ACTION ITEM:
Where "dirt" occurs in a line of the entries below, copy that line.

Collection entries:
---------------

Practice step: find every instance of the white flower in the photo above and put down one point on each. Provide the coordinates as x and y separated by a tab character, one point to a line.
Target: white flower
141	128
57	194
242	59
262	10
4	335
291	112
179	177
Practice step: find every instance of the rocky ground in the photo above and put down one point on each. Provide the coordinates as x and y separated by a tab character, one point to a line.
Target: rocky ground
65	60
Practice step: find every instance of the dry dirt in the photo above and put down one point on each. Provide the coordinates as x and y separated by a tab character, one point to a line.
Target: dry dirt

---------------

RESPONSE AREA:
Practice step: find every instance of the dry dirt in the photo above and put down one point on each. Provide the coordinates as x and y separated by a tab character, one point to a line.
Target: dry dirt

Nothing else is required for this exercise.